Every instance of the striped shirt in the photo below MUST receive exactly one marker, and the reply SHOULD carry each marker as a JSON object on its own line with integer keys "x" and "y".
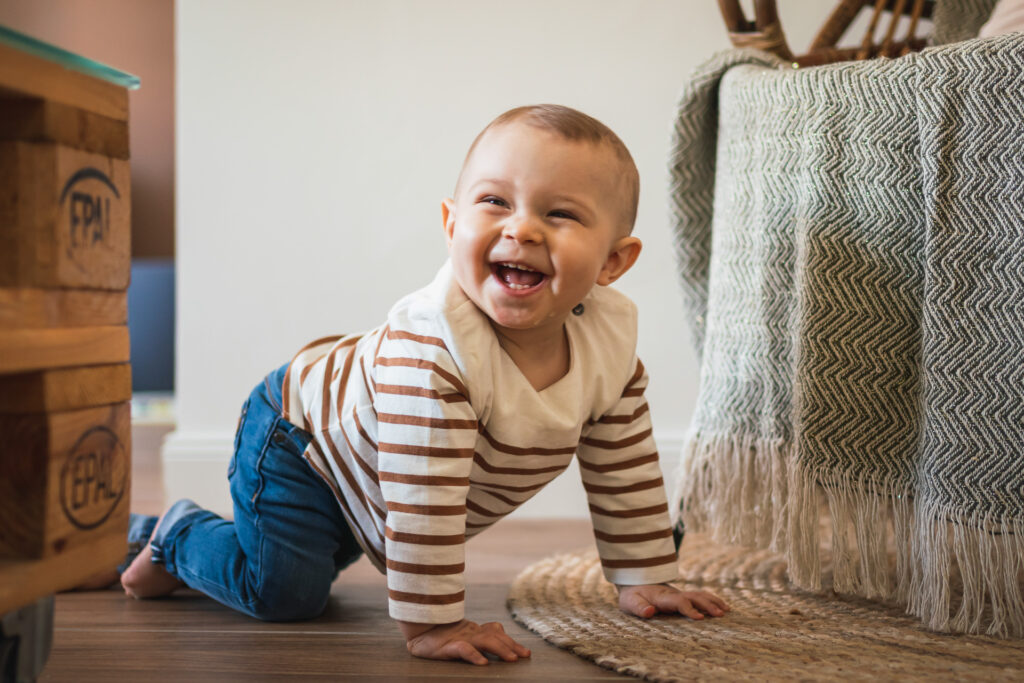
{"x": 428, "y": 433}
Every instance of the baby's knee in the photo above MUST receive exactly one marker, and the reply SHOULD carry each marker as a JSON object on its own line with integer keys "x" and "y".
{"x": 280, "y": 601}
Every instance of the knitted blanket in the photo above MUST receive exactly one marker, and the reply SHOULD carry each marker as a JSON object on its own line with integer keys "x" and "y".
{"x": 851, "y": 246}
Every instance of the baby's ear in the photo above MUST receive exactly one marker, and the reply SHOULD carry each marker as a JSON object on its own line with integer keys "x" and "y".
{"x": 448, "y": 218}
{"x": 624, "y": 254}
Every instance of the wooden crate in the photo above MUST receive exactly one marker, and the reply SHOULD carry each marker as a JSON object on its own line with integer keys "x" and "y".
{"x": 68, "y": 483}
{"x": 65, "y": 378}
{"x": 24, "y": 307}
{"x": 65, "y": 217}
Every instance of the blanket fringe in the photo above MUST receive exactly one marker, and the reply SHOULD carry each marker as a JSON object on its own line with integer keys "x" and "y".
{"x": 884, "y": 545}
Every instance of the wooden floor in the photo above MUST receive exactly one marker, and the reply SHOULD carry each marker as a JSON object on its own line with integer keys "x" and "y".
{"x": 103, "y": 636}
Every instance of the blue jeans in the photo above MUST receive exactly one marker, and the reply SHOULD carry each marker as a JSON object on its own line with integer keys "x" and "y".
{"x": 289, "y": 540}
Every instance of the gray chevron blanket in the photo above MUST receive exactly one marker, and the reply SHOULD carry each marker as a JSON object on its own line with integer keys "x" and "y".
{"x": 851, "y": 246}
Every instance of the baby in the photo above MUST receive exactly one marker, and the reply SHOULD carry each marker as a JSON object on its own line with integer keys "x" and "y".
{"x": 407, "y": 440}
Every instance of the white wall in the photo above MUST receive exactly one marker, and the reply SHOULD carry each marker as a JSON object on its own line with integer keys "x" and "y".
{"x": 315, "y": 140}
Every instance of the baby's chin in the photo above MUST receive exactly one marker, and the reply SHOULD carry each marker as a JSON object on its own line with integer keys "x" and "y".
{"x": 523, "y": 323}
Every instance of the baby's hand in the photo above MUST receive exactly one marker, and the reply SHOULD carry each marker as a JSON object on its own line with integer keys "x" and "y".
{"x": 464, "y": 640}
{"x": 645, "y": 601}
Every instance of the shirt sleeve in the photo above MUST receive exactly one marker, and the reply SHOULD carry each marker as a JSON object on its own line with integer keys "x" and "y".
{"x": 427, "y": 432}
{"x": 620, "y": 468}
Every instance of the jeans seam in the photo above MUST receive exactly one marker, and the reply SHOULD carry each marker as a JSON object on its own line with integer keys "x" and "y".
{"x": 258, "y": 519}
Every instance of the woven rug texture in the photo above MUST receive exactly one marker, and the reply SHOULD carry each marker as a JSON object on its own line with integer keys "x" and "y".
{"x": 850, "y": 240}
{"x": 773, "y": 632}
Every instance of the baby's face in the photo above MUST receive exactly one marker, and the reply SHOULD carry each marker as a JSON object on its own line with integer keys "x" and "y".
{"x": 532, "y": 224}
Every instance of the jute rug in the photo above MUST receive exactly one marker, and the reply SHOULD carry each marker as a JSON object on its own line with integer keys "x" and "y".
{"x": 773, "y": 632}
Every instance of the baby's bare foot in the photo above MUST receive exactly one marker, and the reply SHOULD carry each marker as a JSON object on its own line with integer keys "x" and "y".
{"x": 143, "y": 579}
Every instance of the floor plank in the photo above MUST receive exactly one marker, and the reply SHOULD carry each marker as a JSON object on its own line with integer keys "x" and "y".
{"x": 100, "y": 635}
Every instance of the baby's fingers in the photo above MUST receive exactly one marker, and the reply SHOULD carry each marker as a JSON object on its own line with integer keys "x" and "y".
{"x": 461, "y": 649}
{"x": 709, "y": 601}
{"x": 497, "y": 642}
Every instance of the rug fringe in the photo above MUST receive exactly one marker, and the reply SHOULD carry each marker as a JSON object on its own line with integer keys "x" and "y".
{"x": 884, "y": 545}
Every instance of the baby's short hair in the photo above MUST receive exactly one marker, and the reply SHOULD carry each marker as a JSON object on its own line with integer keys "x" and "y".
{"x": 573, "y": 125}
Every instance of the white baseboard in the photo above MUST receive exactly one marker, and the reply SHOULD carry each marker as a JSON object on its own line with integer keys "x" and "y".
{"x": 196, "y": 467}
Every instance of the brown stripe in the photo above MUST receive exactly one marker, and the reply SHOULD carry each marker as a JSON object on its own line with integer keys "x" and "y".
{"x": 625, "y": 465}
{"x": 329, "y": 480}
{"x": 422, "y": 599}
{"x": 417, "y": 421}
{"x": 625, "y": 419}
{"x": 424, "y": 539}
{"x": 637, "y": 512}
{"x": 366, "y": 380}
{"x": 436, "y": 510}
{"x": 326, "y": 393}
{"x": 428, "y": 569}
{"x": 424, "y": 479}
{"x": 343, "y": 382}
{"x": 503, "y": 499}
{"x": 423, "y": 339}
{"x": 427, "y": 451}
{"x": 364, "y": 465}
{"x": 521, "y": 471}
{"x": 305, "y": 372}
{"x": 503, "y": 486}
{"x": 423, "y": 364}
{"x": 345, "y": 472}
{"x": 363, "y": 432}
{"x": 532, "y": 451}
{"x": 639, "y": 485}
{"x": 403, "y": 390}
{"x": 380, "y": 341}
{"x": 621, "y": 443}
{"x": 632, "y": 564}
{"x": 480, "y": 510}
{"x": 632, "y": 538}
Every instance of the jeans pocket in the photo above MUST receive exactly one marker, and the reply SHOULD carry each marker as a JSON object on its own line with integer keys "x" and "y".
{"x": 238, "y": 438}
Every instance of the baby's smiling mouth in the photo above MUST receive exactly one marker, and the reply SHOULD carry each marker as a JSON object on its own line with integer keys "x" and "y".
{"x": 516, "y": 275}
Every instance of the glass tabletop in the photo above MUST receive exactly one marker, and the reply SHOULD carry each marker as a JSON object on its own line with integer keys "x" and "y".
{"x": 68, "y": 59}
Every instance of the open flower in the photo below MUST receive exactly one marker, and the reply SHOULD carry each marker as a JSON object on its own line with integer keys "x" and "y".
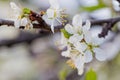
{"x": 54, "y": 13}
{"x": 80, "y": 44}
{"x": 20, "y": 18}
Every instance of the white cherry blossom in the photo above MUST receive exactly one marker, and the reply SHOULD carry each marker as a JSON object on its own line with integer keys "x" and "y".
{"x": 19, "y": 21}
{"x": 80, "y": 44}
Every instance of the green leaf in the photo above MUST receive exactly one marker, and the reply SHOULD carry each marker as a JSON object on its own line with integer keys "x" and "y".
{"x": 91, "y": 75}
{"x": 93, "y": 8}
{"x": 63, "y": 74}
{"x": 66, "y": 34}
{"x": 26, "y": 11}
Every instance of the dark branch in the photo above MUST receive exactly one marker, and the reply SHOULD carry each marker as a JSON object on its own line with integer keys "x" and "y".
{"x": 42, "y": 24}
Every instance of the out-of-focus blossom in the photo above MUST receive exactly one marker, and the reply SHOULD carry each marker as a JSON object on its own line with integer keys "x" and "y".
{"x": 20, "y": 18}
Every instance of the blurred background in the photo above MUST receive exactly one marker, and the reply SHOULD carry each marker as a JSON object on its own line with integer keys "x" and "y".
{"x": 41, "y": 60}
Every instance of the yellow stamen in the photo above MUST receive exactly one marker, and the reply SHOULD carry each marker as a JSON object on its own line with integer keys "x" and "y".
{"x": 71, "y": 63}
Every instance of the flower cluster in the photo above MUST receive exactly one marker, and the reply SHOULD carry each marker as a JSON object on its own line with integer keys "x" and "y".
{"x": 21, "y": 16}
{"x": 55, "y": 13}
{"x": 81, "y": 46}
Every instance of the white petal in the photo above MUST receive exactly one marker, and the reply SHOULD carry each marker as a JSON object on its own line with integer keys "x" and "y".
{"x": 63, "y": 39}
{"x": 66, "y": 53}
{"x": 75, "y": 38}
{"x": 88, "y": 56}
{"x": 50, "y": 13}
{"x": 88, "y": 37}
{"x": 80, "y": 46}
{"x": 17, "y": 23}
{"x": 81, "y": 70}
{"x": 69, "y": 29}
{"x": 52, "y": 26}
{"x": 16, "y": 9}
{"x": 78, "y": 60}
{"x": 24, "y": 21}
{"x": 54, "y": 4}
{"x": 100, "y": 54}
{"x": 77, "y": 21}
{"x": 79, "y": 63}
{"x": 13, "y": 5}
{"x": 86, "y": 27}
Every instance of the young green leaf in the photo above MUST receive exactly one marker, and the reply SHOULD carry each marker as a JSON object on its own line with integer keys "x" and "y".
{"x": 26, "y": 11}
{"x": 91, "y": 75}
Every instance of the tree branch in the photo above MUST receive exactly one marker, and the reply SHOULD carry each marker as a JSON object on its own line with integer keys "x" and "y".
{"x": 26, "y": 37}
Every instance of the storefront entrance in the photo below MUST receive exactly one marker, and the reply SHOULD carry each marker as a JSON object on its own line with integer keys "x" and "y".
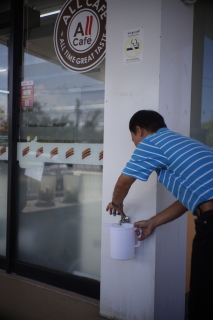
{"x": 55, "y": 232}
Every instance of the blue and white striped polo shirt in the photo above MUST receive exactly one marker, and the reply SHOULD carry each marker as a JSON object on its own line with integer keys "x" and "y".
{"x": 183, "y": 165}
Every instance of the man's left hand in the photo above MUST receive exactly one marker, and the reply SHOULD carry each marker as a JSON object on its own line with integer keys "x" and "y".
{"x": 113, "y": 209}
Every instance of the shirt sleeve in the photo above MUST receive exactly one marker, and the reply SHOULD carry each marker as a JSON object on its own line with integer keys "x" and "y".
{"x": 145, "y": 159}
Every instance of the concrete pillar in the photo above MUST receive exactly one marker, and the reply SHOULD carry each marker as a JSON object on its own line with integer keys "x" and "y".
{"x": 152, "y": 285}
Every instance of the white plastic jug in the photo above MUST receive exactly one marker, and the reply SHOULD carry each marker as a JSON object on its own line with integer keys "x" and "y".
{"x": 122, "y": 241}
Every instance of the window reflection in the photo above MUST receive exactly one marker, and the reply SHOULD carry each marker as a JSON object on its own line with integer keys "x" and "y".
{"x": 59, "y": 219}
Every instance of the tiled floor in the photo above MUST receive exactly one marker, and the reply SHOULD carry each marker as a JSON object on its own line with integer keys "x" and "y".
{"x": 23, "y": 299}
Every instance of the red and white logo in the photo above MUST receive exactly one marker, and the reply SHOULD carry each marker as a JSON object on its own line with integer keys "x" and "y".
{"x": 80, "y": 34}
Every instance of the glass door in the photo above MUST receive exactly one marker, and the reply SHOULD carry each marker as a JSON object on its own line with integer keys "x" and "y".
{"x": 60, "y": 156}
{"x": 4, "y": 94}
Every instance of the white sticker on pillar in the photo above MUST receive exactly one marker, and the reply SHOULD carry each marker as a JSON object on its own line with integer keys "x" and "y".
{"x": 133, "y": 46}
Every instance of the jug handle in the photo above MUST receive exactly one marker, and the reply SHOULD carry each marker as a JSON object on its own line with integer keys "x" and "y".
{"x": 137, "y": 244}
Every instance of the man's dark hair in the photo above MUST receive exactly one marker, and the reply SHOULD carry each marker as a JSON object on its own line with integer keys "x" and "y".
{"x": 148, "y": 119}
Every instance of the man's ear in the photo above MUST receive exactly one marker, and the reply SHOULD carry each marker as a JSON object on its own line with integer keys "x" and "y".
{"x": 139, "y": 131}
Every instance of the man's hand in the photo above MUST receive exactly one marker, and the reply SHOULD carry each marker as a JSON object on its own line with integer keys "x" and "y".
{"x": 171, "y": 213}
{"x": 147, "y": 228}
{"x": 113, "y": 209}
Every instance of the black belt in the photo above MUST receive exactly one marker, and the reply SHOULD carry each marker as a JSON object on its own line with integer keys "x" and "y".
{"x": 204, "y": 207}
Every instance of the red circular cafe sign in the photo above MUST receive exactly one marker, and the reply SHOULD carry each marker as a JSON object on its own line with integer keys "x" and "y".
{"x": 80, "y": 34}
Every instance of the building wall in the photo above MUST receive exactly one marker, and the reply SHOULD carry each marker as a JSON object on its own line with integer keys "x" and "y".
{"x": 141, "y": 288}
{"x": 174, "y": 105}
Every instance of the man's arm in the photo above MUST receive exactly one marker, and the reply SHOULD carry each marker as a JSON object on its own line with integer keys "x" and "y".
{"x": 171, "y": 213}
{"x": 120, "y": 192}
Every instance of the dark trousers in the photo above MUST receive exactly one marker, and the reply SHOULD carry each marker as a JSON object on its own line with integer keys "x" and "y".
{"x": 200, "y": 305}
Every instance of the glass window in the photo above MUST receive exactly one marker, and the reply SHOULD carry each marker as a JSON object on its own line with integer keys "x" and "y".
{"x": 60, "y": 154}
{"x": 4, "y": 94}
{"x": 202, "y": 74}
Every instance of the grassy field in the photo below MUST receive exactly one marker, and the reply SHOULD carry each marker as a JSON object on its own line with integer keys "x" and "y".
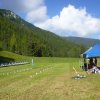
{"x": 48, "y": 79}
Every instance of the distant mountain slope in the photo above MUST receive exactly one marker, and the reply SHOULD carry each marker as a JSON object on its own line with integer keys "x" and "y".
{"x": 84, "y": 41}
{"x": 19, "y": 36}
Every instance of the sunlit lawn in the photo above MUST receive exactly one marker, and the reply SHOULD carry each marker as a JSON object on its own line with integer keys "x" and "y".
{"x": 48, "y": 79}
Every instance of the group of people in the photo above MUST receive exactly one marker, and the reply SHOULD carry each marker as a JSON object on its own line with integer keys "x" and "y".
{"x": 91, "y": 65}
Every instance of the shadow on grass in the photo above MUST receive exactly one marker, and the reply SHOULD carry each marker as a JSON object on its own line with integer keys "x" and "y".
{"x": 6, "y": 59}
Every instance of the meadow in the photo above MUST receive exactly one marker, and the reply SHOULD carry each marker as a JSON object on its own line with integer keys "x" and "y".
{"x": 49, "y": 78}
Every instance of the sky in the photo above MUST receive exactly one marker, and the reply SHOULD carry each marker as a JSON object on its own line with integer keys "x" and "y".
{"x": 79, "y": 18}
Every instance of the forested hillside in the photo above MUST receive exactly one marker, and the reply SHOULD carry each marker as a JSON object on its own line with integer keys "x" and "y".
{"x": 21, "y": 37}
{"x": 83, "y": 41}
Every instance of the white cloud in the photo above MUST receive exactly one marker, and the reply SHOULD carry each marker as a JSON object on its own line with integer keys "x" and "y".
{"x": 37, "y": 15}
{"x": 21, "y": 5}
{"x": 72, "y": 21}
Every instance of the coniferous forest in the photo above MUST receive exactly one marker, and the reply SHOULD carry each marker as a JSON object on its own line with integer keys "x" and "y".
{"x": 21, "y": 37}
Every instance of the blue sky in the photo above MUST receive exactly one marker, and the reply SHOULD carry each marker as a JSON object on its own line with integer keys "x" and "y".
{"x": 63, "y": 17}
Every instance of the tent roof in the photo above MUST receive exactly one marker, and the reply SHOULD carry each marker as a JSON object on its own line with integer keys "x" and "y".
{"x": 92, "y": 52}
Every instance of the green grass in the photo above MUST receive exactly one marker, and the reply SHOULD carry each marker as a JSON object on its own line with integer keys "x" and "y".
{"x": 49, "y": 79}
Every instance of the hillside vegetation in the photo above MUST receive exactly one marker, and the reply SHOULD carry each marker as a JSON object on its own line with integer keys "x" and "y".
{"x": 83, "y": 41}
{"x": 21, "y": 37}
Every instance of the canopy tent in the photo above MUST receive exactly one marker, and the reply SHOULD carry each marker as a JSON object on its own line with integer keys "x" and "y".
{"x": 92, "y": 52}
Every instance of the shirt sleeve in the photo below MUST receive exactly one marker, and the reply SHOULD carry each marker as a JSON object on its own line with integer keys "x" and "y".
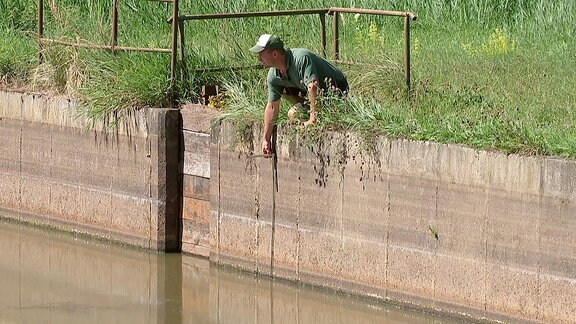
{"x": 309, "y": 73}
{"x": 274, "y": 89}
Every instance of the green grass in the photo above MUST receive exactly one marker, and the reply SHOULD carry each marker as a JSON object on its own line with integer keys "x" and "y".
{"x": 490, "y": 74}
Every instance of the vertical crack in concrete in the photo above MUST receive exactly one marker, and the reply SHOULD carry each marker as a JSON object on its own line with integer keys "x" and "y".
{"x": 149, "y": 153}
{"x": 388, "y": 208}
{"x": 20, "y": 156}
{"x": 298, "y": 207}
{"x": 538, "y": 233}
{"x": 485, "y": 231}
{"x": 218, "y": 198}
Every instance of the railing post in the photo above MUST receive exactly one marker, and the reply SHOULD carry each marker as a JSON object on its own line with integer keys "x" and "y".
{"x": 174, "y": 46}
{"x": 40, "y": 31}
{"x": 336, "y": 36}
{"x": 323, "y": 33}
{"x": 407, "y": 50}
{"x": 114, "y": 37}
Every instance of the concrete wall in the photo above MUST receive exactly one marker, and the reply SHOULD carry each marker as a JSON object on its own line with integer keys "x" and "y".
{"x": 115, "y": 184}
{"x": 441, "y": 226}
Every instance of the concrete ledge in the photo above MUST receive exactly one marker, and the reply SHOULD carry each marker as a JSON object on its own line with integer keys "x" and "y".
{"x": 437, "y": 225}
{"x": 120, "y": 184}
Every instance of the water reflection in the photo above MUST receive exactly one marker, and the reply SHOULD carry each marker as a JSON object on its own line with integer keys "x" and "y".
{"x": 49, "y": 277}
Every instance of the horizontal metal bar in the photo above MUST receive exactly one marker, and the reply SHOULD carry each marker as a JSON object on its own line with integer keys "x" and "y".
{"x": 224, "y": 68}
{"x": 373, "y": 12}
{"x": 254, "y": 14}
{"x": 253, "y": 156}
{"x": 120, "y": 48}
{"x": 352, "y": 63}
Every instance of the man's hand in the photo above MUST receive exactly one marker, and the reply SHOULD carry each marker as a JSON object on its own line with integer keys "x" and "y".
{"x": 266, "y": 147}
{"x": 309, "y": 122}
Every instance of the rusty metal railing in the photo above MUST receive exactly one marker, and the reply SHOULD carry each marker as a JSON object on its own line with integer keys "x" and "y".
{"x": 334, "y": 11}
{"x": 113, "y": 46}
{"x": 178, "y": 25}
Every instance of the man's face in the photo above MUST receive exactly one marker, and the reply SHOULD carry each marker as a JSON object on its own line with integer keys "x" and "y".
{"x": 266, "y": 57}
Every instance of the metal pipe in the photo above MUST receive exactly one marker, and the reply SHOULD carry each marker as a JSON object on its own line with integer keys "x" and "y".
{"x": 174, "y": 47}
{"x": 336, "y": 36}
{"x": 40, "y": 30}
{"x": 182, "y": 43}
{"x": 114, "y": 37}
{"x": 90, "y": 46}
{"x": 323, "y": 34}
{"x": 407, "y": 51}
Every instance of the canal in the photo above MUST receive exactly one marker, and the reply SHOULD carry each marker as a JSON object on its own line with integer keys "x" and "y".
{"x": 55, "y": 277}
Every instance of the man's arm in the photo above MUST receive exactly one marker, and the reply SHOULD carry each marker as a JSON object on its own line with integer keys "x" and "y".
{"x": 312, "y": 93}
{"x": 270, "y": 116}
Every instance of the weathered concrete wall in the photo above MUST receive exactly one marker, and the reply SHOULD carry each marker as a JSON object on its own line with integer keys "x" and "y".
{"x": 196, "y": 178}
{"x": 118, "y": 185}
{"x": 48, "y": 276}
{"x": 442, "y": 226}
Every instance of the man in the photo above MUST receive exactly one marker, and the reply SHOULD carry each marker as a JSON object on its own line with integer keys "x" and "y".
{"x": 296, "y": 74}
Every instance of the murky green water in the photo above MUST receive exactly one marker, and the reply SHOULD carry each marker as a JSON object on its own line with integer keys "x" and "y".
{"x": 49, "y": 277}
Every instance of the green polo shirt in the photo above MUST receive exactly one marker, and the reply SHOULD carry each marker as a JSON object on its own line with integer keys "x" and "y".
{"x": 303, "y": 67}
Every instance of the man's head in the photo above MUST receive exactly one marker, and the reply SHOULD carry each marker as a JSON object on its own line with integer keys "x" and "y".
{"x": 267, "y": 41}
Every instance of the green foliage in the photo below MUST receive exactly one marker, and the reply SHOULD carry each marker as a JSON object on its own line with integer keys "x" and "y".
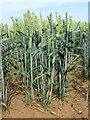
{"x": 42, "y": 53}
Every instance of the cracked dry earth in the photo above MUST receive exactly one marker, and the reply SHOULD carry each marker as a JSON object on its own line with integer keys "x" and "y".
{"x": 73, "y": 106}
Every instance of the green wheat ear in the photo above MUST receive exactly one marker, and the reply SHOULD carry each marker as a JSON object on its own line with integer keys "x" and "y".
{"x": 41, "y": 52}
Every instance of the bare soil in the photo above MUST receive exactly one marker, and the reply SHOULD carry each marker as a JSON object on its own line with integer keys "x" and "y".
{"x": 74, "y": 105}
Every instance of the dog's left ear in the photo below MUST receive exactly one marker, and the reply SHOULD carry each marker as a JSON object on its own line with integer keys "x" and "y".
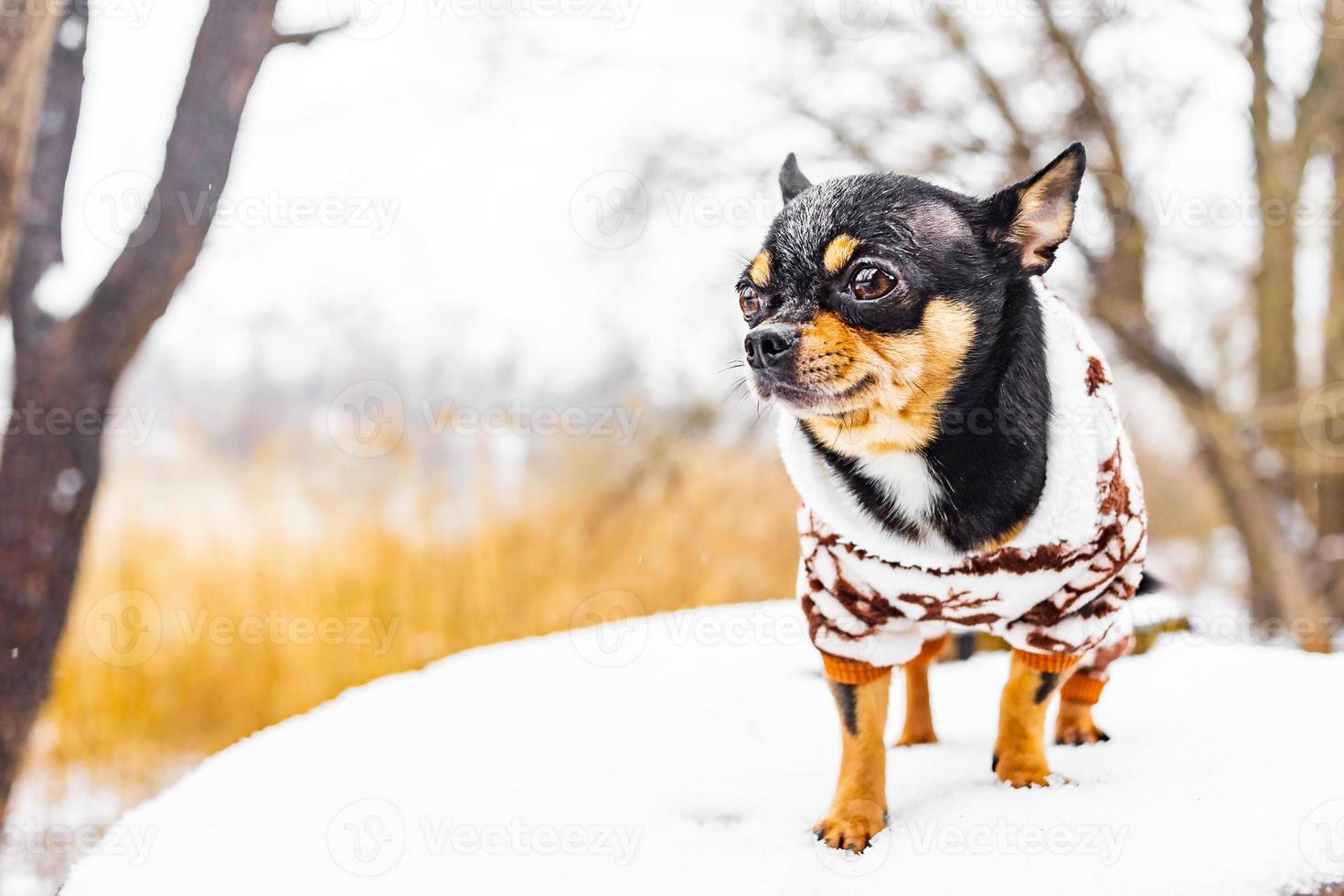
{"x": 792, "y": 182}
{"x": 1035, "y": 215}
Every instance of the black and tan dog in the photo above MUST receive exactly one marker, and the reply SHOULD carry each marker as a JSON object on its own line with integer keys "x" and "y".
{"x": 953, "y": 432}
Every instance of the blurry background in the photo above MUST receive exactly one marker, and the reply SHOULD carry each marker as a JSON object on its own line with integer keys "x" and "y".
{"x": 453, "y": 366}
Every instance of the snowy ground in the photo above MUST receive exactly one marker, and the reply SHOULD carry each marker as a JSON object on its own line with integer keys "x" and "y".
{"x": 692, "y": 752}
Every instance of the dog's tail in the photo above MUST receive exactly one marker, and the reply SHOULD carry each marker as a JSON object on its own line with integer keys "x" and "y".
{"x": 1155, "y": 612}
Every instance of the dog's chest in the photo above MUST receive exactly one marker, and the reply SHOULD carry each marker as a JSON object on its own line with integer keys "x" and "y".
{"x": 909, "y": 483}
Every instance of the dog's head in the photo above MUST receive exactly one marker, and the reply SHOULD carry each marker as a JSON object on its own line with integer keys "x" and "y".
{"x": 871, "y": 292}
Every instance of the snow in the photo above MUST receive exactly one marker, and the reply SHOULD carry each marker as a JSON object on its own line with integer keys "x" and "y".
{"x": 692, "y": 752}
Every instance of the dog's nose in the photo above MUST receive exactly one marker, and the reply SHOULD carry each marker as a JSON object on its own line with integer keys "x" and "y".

* **Aim of the task**
Set down, word for word, only the lines running from the line with "Every instance of the dog's tail" to the last line of the listing above. Both of those lines belong in your answer.

* **Answer**
Every instance of the dog's tail in the photo above MUST receive exactly one marker, and the reply SHOULD carry each marker as a JSON object on its own line with integer keys "x" and "y".
{"x": 1155, "y": 612}
Every instance of the dog's chest in the photo above MUST receive exactly one marker, and the reply SHOULD carry each marker as a JSON object on its own line with integer keys "x" and "y".
{"x": 909, "y": 483}
Every instance of the dog's head in the photo above MUST receive exactly one marker, and the reply SHOULD carry each marker as a JSON object on its own line with integer keys "x" and "y".
{"x": 871, "y": 292}
Every instance of the snow in the photo above MUST receive exactly one marker, and the reply SHOULD carry each marker as a JSON object on its own line with integer keys "x" and "y".
{"x": 692, "y": 752}
Every instance of the dog's nose in the photo above MUST receive exactly one marker, and the reply SHOULD carry each marker as a JSON object on its own line with integer keys "x" and "y".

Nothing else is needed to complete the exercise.